Improving wellbeing during Covid lockdown in Iceland

by | Jun 25, 2020 | Change, Pandemic, Self care, Wellbeing | 0 comments

Today, I had the pleasure of attending the online conference on Public Health and Positive Psychology in times of COVID-19. One talk in particular caught my attention: Dora Gudmundsdottir, Director of Public Health in Iceland and current President of the European Network of Positive Psychology (ENPP) was talking about health and wellbeing before and after COVID-19 in Iceland.

Iceland carries out monthly surveys of its population including self-reported measures of physical health, mental health, sleep, happiness, loneliness and stress. They have been doing this for years, and on the whole, although levels of each vary slightly, they are fairly stable. Then COVID-19 struck Iceland. What happened next was a surprise. Over the peak of the pandemic in, when people were locked down, their estimation of their physical health improved, with a significantly higher number describing their physical health as Very Good (there were four levels, this being the highest).

So, what was happening?

It is probably too early to fully understand, but two factors are likely to have played a part: 1) By being locked down, people were exposed to fewer other diseases 2) In comparison to those with COVID-19, people reckoned they were doing okay.
Additional factors that could have also contributed were that people were suddenly incredibly aware of their health, and what they could do to improve it. Smoking and alcohol consumption decreased while healthy eating may have increased.
So that was physical health, what about mental health over lockdown?

Again, the results were not quite what was expected. People’s estimation of their mental health was stable throughout March and April this year during the peak of the pandemic. They were comparable to January and February or even March and April of last year. Then, as lockdown eased in May, it dropped significantly. Digging deeper, when we examine Icelanders’ self-reports on happiness, this peaks in April 2020, plummeting as the country opened up in May. The same went for sleep, while for loneliness and stress, the effects were reversed.

Screenshot 2020-06-25 at 15.29.45
That sleep improved over lockdown is not a surprise, with less to do people have earlier nights and with a shorter commute to the living room than the office people can sleep in longer. Decreasing smoking and drinking would also improve people’s sleep. Lockdown itself could have resulted in people’s loneliness decreasing as they actively kept in touch with friends and family over online platforms, while feeling an increased sense of belonging as the nation worked together against the disease. The easing of lockdown may have decreased the effort people put into keeping in touch and the anxiety of being in close physical proximity in the face of an invisible disease could have increased stress.

I suspect that given a couple of months, the silver lining of improved physical and mental health seen in Iceland will, on the whole, revert back to ‘normal’ levels. But for some, the eight to ten weeks of lockdown will have been long enough to have established new, healthier habits that people can see the benefit from. After all, it is easier to replace an unhealthy habit with a healthy one rather than just trying to stop it cold.

* _Work request_:
Answer these questions from the post on wellbeing in Iceland during lockdown.
(a) What job in Iceland does Dora Gudmundsdottir hold?
(b) How many levels did the survey's physical health rating have?
(c) In which month did Icelanders' self-reported happiness peak?

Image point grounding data

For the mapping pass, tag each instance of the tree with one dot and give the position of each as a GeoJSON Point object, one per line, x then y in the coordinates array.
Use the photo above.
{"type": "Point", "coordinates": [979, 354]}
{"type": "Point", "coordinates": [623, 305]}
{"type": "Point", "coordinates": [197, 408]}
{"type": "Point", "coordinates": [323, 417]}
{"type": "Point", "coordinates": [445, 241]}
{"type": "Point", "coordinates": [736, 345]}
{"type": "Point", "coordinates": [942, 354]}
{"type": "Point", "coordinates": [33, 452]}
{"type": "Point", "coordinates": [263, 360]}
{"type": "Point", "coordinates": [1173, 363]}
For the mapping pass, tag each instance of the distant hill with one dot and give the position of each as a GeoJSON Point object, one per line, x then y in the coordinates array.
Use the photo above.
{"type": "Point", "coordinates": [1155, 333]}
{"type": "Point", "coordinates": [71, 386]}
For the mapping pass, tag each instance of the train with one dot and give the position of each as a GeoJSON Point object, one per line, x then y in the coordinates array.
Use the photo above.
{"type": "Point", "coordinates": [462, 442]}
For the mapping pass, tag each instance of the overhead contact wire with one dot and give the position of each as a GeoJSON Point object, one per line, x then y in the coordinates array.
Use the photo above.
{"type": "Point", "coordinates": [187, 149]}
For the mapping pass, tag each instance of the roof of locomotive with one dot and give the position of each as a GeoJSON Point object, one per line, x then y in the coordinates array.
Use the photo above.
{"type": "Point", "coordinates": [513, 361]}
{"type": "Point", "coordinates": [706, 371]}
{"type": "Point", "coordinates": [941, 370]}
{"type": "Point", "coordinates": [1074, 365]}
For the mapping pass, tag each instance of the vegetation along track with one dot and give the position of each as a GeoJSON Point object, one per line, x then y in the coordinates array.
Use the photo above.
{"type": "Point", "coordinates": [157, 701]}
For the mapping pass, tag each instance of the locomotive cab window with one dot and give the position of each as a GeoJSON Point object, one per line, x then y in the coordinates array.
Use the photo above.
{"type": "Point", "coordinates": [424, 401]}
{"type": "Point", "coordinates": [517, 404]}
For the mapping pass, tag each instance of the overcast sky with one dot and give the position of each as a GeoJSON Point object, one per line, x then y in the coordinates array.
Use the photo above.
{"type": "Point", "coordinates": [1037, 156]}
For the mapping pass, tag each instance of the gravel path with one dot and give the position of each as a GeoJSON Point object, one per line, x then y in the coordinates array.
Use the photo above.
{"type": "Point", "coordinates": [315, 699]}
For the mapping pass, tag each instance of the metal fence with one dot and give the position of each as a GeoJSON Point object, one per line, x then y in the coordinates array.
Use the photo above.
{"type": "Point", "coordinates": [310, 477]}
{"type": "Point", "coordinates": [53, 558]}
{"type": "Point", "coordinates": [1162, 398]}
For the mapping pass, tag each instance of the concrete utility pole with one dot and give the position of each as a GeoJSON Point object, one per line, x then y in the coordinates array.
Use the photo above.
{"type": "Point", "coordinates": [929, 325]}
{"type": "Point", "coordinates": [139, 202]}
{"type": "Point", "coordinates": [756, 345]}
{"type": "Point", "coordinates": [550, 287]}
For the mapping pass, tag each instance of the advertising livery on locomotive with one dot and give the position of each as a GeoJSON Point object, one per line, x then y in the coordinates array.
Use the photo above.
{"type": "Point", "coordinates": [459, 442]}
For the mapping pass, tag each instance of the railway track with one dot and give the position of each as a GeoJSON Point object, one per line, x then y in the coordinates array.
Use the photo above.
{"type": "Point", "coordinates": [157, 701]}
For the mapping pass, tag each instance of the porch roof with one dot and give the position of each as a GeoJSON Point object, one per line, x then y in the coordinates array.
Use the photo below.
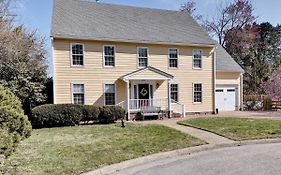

* _Written answer_:
(a) Director of Public Health in Iceland
(b) Four
(c) April 2020